説明

フェライト系黒鉛鋳鉄材の表面硬化処理方法

【課題】基地組織中に炭素量が極めて少ないフェライト系片状黒鉛鋳鉄材の表面を簡便に硬化できる表面硬化処理方法を提供することである。
【解決手段】フェライト系片状黒鉛鋳鉄材の硬化したい表面部分にツールを押圧させて回転させながら移動することにより該鋳鉄材中に炭素を拡散させ、その後ツール通過領域を冷却させる。

【発明の詳細な説明】
【技術分野】
【0001】
本発明はフェライト系黒鉛鋳鉄材、特に フェライト系片状黒鉛鋳鉄材の表面硬化処理方法に関する。
【背景技術】
【0002】
基地組織がフェライトで黒鉛組織が片状黒鉛であるフェライト系片状黒鉛鋳鉄は、機械的性質が乏しい材料であるため、現状ではほとんど用途がないが、安価に製造できるため何らかの方法で機械的特性を向上させることができれば幅広い用途が考えられる。
【0003】
従来、鋳鉄材の表面硬化処理方法としては、フレーム・ハードニング(炎焼入れ)法、下記特許文献1で知られるような高周波焼入れ法、電子ビーム焼入れ法、固体浸炭法、液体浸炭法などの手法が知られている。

#### 提供データ:
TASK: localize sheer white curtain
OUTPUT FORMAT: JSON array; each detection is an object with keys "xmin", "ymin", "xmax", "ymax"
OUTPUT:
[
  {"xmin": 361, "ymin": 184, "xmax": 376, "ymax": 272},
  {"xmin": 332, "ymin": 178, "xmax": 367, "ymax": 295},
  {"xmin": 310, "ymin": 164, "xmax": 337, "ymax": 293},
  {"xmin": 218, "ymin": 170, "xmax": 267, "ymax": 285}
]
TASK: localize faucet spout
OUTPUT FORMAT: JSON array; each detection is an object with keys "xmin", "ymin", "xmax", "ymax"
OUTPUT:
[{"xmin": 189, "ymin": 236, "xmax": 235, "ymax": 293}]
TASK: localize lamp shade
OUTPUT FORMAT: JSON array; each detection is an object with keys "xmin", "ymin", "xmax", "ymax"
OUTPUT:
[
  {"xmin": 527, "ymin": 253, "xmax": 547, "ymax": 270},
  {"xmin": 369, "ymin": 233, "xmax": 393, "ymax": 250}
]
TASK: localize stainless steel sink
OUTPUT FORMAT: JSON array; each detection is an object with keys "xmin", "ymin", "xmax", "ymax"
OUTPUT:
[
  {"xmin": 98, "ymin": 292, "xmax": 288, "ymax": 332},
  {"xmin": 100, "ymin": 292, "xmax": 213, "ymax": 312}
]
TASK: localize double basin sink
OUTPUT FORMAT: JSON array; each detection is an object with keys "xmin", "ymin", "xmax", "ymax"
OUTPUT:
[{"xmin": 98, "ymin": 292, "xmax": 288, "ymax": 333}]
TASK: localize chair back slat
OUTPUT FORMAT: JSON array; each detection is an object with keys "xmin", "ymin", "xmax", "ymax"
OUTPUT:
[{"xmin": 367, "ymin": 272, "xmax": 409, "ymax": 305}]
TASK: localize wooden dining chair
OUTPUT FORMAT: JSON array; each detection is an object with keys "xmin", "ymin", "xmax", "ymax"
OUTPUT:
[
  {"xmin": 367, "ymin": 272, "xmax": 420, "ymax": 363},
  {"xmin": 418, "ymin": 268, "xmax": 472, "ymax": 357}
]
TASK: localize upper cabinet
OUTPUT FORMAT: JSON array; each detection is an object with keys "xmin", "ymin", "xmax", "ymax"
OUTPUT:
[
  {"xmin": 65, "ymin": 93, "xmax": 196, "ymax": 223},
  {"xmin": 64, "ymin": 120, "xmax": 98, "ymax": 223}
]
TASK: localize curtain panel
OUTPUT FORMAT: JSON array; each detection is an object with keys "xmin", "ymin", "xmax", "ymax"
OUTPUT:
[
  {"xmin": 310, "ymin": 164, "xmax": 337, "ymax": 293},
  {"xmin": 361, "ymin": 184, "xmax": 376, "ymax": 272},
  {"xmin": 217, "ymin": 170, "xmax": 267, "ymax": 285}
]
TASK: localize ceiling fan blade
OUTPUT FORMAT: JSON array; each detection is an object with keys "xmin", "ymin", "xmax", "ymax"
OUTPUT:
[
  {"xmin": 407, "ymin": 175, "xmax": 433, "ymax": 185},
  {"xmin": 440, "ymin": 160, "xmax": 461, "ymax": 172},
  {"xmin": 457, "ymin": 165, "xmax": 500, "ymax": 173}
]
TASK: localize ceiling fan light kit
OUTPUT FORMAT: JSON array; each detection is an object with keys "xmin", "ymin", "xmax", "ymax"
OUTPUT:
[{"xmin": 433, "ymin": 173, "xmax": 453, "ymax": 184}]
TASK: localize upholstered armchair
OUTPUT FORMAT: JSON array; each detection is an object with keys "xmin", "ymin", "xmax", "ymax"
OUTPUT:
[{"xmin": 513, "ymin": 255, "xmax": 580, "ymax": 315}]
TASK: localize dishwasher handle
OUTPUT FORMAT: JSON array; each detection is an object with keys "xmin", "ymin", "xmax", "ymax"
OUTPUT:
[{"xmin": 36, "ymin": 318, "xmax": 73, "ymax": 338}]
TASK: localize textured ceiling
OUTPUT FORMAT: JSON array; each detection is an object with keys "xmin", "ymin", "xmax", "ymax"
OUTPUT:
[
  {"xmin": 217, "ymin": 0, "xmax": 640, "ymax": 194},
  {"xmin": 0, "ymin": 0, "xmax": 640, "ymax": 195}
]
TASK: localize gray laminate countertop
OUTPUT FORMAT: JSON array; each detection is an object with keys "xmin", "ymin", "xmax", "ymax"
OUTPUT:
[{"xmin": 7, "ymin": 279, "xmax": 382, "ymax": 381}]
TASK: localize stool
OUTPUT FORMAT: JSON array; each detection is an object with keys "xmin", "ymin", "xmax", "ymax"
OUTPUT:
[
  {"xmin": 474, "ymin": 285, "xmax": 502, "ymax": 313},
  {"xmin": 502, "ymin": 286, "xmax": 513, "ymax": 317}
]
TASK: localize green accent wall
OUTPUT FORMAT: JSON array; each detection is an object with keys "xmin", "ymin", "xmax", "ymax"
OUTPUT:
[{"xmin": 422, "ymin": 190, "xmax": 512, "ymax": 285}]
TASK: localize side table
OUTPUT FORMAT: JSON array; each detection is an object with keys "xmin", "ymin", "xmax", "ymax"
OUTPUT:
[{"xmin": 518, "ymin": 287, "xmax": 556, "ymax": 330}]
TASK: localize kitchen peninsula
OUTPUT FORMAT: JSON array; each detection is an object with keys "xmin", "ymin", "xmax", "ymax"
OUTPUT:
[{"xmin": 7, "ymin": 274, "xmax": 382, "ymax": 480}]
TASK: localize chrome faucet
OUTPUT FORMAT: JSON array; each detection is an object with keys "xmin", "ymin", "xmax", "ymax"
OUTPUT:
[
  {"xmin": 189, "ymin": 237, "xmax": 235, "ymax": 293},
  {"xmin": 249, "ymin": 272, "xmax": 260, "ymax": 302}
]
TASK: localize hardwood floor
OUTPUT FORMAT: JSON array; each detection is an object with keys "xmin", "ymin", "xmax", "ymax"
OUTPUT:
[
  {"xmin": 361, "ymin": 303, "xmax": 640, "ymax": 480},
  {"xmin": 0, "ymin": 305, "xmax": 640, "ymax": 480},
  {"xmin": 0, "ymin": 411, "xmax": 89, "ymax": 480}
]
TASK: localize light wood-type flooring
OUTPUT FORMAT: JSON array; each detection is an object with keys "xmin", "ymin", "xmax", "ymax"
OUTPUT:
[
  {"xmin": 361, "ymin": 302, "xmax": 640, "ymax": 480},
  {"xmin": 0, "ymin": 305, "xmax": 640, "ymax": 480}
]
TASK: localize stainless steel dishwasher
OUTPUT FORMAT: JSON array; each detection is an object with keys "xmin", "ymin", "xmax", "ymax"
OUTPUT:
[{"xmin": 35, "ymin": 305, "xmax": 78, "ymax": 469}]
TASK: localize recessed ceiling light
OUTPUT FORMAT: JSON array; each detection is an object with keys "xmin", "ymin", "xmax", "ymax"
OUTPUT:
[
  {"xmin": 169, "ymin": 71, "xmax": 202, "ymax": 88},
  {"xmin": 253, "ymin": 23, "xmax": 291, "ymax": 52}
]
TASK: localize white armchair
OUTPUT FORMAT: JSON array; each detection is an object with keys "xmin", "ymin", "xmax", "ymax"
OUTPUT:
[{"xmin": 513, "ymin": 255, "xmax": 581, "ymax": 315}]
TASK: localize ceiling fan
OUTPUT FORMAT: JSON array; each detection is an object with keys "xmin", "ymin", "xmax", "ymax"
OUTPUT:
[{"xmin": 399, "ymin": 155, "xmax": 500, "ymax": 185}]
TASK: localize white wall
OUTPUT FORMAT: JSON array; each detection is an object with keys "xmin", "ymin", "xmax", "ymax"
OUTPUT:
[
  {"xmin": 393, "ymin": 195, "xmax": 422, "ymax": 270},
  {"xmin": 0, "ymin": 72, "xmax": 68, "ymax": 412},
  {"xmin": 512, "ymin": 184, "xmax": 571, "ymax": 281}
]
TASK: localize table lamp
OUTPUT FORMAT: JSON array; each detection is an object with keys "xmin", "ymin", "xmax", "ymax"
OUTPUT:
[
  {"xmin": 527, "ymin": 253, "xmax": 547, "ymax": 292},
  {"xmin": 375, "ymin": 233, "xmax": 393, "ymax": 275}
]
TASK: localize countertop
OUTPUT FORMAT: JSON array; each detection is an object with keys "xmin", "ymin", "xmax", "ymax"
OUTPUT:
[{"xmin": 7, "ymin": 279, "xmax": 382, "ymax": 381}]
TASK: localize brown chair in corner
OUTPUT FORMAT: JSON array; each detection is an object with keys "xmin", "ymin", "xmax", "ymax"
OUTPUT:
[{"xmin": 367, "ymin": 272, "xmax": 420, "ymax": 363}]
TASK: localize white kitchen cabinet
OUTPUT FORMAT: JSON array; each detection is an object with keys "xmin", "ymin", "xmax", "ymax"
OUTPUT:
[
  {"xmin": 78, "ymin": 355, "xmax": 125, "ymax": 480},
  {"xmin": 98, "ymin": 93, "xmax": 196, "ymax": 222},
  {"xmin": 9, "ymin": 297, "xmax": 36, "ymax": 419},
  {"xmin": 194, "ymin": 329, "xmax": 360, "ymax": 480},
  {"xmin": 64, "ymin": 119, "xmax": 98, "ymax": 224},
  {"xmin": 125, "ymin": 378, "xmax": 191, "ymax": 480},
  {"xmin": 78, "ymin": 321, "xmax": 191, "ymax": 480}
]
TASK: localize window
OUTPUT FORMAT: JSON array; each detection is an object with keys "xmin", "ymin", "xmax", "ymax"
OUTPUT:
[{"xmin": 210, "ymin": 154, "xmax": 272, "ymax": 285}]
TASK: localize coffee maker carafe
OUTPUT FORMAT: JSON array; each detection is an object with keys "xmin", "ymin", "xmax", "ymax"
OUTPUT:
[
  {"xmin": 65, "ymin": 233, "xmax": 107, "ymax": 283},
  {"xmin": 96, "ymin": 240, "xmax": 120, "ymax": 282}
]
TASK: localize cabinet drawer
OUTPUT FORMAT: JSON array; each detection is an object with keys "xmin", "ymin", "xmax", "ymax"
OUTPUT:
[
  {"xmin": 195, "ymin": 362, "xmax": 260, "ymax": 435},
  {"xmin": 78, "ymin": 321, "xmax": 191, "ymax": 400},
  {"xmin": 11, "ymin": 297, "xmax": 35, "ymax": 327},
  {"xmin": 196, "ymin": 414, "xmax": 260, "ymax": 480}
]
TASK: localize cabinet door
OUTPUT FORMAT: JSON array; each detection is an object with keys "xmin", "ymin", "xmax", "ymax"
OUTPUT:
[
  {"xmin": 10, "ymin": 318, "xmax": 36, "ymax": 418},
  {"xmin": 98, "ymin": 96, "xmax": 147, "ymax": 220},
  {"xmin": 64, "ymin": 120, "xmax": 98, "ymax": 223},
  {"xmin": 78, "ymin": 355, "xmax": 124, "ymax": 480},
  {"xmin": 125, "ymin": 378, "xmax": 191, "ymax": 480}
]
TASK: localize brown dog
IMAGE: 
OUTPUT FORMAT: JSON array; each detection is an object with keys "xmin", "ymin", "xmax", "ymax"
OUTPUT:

#### 依頼内容:
鋳鉄の表面硬化処理についての文章を、最後の文の後から書き継ぐこと。 上のデータは、鋳鉄の表面硬化処理についての文章とは別の資料である。

#### 作業結果:
【先行技術文献】
【特許文献】
【0004】
特開平11−12646号公報
【発明の概要】
【発明が解決しようとする課題】
【0005】
しかし、これらの方法には次のような問題がある。
【0006】
フレーム・ハードニング法は、人手による作業が多く、加熱温度の制御が正確にできないために、均一な硬化層を得るには熟練を要する。またプロセス中に材料が高温に曝されるために変形し易いという欠点もある。したがって、工作機械の摺動部のような単純な形状の被焼入れ材や肉薄部品の局所焼入れに対しては非効率で適さないとされている。
【0007】
高周波焼入れ法は、被焼入れ材に応じて条件を適切に組み合わせることによって焼入れ特性の調整を効率よく行うことができるが、形状に対する制限があるなど汎用性に乏しいという欠点がある。
【0008】
電子ビーム焼入れ法は、真空を用いる不便さはあるが、酸化や脱炭などがなく、良好な結果を得ることができ、レーザ焼入れ法は、短時間に小さい面積で局所焼入れができ、ひずみの発生も少ないという特徴があるが、一旦溶融してしまうとチル化が起こり、割れが発生する。
【0009】
また電子ビーム焼入れ法およびレーザ焼入れ法では自動化が可能であるという利点があるが、1億円を超える高価な設備を必要とし、中小企業による幅広い普及は困難である。
【0010】
以上に加えて、これらすべての表面硬化処理法では、前処理として1度パーライトにしない限り、フェライト系鋳鉄に焼入れをすることはできない。
本発明は上記の点にかんがみてなされたもので、フェライト系黒鉛鋳鉄材の表面を簡易に硬化できる表面硬化処理方法を提供することを目的とする。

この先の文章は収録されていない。